** Pointing dataset excerpts **
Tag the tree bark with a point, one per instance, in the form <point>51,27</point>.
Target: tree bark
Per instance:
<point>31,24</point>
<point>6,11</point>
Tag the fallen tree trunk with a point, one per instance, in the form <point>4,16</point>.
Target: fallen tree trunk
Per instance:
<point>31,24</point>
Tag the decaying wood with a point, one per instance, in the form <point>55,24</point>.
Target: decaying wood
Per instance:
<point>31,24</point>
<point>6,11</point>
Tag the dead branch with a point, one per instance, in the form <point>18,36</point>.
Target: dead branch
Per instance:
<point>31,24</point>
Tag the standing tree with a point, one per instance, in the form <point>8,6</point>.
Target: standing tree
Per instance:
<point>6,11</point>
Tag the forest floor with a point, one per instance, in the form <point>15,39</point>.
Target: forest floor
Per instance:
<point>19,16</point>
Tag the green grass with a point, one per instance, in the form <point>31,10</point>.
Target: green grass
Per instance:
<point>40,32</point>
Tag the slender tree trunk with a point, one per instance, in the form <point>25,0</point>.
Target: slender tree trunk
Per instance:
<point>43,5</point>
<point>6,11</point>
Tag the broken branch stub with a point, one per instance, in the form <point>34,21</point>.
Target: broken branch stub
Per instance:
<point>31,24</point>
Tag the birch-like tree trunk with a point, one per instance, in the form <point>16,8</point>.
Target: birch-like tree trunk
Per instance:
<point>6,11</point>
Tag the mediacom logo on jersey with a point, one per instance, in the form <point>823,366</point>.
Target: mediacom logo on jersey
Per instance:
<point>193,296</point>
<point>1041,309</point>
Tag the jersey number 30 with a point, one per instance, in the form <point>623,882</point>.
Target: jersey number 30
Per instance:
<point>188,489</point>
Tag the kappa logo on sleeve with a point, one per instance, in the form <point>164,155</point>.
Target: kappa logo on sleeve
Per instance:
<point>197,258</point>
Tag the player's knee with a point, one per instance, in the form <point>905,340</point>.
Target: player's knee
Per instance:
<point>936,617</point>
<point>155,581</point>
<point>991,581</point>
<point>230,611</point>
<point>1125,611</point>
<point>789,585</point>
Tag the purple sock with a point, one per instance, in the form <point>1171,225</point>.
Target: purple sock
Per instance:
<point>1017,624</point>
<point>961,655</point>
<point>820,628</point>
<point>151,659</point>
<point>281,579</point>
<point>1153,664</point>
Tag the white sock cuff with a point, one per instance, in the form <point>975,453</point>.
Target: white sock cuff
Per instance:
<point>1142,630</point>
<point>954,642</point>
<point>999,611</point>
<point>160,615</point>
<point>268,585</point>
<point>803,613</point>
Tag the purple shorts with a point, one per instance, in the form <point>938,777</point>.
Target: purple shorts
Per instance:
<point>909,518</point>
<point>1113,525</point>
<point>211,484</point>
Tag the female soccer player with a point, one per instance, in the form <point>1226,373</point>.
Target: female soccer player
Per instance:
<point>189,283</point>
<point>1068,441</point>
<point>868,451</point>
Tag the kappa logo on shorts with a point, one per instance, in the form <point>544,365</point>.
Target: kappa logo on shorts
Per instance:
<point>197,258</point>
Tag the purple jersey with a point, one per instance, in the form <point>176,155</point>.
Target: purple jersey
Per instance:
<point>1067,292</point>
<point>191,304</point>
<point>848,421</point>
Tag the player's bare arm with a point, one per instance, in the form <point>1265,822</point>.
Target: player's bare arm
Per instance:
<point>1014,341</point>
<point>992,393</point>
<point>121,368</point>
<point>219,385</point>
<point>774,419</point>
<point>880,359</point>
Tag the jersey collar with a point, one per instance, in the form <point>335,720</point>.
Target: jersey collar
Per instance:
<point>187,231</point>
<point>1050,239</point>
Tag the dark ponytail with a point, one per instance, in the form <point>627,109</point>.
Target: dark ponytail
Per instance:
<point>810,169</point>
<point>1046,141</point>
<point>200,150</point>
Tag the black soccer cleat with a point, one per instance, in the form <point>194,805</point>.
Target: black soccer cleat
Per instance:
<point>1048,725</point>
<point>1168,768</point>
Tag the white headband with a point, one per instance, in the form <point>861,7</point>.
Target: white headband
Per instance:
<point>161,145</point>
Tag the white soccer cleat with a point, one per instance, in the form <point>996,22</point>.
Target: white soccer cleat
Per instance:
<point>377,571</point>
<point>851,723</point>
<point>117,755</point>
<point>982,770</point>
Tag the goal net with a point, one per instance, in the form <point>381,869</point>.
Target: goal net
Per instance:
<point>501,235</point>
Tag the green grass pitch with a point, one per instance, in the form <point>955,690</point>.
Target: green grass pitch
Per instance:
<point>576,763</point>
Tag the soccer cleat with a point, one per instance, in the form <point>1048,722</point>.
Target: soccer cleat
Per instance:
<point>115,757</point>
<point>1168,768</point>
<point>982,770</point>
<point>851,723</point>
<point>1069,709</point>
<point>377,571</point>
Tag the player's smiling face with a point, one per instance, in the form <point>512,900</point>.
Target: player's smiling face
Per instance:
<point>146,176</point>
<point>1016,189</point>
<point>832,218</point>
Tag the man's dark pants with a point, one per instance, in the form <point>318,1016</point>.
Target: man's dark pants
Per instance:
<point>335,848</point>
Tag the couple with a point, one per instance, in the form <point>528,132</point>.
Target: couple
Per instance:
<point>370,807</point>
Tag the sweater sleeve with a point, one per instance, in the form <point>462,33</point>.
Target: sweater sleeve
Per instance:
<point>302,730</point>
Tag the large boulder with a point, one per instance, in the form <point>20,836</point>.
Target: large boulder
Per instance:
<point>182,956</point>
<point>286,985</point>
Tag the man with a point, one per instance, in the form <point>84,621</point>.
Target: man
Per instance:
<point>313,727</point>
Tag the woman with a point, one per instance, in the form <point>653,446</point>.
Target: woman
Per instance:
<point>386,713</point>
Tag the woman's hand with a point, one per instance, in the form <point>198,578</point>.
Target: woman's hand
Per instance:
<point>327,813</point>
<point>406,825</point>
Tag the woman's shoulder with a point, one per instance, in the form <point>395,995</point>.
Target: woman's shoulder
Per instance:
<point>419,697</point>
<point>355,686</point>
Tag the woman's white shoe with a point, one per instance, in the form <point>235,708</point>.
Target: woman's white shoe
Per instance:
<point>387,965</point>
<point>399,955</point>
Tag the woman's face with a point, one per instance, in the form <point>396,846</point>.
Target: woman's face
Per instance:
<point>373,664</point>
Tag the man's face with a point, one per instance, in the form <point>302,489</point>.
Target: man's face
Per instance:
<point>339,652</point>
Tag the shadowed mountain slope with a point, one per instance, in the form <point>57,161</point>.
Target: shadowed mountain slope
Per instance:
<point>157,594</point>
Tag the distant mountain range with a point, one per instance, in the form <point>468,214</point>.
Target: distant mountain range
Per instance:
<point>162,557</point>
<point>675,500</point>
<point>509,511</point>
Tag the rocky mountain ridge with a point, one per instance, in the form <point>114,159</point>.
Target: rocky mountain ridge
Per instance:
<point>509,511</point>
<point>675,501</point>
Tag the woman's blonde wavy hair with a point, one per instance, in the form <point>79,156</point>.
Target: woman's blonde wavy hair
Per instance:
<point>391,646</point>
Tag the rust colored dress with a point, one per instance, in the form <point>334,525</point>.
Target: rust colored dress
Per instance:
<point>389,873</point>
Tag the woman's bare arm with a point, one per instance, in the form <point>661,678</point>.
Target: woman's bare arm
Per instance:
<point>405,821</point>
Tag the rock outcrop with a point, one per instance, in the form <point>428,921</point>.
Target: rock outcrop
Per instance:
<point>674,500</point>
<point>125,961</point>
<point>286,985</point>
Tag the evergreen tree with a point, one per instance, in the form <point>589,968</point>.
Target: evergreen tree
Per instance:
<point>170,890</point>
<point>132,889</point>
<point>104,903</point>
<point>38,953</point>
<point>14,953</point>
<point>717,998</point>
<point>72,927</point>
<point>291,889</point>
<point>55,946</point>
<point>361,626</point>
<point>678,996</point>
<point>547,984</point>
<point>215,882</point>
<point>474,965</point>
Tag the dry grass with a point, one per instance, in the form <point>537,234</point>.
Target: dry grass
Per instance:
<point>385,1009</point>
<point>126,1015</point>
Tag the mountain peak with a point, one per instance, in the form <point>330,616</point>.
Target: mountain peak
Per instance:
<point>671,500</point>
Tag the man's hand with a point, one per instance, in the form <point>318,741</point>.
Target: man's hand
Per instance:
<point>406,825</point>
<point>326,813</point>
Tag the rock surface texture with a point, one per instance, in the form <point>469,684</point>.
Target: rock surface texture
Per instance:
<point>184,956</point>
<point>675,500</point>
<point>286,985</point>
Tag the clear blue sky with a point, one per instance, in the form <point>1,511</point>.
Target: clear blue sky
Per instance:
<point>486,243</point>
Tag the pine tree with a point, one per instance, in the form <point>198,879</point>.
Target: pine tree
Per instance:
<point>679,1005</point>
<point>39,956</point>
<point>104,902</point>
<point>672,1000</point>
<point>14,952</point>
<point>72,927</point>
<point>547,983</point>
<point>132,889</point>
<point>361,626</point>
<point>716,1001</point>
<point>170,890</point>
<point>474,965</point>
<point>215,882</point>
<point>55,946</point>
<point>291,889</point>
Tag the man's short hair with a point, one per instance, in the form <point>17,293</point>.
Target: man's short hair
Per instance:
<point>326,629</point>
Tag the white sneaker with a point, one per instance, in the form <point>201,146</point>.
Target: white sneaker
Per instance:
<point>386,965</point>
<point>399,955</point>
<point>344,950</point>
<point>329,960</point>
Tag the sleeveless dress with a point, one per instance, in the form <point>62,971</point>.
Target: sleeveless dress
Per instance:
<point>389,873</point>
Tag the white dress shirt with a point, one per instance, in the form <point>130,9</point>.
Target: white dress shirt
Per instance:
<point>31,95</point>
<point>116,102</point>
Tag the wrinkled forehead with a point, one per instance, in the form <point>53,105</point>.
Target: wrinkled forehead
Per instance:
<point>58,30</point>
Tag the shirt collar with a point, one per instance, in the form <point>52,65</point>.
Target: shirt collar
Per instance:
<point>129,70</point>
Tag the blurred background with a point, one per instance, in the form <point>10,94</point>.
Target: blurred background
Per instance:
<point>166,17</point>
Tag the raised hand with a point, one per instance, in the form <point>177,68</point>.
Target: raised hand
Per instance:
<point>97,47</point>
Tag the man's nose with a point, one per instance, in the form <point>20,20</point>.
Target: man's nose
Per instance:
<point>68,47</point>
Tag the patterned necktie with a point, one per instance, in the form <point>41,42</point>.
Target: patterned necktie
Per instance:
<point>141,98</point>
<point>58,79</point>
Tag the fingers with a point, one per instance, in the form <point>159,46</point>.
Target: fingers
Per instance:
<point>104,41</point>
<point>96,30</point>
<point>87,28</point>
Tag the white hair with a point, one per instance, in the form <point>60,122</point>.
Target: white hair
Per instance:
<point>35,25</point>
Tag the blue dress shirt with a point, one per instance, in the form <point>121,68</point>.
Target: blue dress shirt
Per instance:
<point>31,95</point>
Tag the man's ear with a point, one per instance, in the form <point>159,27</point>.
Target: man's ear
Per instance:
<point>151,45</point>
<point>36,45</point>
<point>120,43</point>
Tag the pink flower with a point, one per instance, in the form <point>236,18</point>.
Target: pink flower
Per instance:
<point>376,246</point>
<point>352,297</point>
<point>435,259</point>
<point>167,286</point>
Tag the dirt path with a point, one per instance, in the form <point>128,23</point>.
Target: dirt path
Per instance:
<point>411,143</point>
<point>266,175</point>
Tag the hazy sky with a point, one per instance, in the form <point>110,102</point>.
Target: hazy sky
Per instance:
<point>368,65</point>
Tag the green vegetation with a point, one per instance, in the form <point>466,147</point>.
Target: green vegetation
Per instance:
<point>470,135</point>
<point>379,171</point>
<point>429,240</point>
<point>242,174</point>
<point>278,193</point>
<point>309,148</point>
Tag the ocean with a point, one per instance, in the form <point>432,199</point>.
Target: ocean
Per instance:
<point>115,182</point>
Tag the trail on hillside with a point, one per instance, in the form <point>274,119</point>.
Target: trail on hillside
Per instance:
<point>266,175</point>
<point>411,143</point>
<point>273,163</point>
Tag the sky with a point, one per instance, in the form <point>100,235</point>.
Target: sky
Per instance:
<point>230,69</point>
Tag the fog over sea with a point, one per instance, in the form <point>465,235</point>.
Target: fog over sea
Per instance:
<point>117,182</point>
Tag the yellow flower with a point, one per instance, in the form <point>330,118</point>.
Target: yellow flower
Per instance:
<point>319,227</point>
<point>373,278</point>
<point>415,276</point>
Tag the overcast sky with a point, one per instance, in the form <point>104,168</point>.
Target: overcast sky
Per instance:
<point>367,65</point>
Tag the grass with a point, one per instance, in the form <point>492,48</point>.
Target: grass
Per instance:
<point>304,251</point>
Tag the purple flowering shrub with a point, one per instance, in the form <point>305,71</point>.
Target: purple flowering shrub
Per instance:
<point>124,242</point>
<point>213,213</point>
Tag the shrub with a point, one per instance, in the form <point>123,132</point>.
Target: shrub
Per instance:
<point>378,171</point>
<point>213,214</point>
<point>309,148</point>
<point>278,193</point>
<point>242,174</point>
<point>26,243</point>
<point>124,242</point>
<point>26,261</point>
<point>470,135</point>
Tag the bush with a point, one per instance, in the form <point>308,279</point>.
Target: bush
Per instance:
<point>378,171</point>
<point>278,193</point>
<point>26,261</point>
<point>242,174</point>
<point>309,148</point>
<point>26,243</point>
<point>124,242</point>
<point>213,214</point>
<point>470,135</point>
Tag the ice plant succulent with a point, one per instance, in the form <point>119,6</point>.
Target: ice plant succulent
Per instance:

** TASK BRIEF **
Reproduce the items from the line containing "Tag the standing" through the line containing "<point>188,489</point>", substituting "Label" for every "Target" and changing nothing else.

** SOLUTION FOR THIS TASK **
Tag the standing tree with a point, one per instance, in the form <point>8,6</point>.
Label: standing tree
Per instance:
<point>6,11</point>
Tag the forest floor with a point, one per instance, in the form <point>15,39</point>.
Label: forest floor
Per instance:
<point>19,16</point>
Tag the green grass with a point, one per instance, in the form <point>31,10</point>.
Label: green grass
Per instance:
<point>40,32</point>
Tag the slender tree trunk with a point, one per instance, in the form <point>25,0</point>.
Label: slender tree trunk
Per instance:
<point>43,5</point>
<point>6,11</point>
Tag the broken branch stub with a point, one per instance, in the form <point>34,21</point>.
Label: broken branch stub
Per instance:
<point>31,24</point>
Tag the birch-like tree trunk with a point, one per instance, in the form <point>16,8</point>.
Label: birch-like tree trunk
Per instance:
<point>6,11</point>
Tag the mediacom logo on jersey with a point, one per instance, in the form <point>823,366</point>.
Label: mediacom logo on jersey
Per instance:
<point>193,296</point>
<point>1041,309</point>
Tag the jersey number 30 with a point, one per instance, in the form <point>623,882</point>.
Label: jersey number 30
Per instance:
<point>188,489</point>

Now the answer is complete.